# Which one for March?



## Learn To Fly (May 15, 2010)

I have two pictures of Mister Intelligent I liked, and I don't know which one I should use. Which one do you like? ^Vote 
Sorry 'bout the water marks on the glass :/


----------



## Bettaluver4evr (Jan 21, 2011)

I love them both, but the second one is adorable and hysterical! Looks like he's having a blonde fishy moment.


----------



## Cravenne (Dec 20, 2010)

Definitely number 2!!


----------



## BettasAreBomb (Feb 14, 2011)

#2 for sure


----------



## Learn To Fly (May 15, 2010)

Thanks for the input guys! Guess it'll be number two. The first one is funny because it's like he's having a "what the heck is _this_?" moment, but I definitely like the pose on the second better. I just wish I didn't have those stupid water spots on the glass :/


----------



## BettasAreBomb (Feb 14, 2011)

Naw thats fine is he a veiltail or a deltatail?


----------



## Learn To Fly (May 15, 2010)

He's a VT, but the end of his tail is sort of square (not "desirable" by VT standards).


----------



## hodgepodgen (Feb 25, 2011)

#2 is a much more interesting perspective.


----------

Requests ▸
1/ Answer these about the forum thread:
(a) What name does Learn To Fly give the fish in the pictures?
(b) What kind of tail does Learn To Fly say the fish has?
(c) Which picture does Learn To Fly decide to use?
2/ Rewrite the forum thread starting at "## Bettaluver4evr (Jan" and ending at "(Dec 20, 2010)", swapping "adorable" for "charming".
3/ Translate this sentence from the forum thread into French: "#2 is a much more interesting perspective."
Leave the records out of this work.

Listed entries ▸
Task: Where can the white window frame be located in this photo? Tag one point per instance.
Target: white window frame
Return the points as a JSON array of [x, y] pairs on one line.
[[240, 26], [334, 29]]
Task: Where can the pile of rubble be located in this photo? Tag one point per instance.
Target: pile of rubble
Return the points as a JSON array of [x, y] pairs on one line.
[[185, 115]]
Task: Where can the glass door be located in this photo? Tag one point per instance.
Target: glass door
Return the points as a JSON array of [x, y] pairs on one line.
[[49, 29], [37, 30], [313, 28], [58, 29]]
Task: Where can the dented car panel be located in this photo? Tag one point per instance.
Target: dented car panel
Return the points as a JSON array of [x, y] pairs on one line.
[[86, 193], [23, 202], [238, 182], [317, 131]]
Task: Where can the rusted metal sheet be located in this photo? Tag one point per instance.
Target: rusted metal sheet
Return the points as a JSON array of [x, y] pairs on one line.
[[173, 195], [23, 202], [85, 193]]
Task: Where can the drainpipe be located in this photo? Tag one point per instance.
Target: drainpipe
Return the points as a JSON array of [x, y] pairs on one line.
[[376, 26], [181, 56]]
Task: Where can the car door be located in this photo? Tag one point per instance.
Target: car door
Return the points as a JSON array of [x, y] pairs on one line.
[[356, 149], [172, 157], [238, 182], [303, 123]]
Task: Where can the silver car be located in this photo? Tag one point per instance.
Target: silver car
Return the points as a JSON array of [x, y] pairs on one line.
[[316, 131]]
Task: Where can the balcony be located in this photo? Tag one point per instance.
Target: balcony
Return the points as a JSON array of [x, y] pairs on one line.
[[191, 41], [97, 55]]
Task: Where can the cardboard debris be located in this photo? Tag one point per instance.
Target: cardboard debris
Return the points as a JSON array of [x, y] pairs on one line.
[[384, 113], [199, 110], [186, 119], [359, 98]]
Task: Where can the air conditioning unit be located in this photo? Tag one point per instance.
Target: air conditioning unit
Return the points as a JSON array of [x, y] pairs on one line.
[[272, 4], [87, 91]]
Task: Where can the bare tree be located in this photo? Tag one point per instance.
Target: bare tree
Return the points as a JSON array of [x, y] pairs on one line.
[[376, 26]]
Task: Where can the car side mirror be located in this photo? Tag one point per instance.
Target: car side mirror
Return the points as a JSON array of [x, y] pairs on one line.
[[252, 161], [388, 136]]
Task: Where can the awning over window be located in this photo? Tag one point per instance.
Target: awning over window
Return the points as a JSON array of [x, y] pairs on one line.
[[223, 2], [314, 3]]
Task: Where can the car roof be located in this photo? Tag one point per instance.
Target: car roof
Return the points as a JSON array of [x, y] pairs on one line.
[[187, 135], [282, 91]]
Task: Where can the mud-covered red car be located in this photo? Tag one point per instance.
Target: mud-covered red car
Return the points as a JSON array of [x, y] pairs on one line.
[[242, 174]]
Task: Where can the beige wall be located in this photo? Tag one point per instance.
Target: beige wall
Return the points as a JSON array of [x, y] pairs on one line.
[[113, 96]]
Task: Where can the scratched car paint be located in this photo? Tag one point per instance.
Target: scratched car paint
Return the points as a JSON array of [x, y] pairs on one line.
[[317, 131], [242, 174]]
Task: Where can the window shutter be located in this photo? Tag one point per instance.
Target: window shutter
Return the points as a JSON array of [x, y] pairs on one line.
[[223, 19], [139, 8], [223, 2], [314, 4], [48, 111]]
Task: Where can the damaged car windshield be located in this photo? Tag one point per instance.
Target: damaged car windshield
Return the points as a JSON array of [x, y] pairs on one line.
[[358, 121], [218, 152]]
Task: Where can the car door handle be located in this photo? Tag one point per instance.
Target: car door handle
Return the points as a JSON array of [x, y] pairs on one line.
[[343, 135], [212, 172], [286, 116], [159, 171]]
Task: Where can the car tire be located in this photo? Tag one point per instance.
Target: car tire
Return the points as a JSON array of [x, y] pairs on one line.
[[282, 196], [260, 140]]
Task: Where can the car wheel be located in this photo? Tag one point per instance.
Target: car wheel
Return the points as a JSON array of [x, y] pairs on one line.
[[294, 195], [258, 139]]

Answers for the exercise ▸
1/
(a) Mister Intelligent
(b) A VT, with the end of the tail sort of square
(c) Number two

2/
## Bettaluver4evr (Jan 21, 2011)

I love them both, but the second one is charming and hysterical! Looks like he's having a blonde fishy moment.


----------



## Cravenne (Dec 20, 2010)

3/ Le n° 2 offre une perspective beaucoup plus intéressante.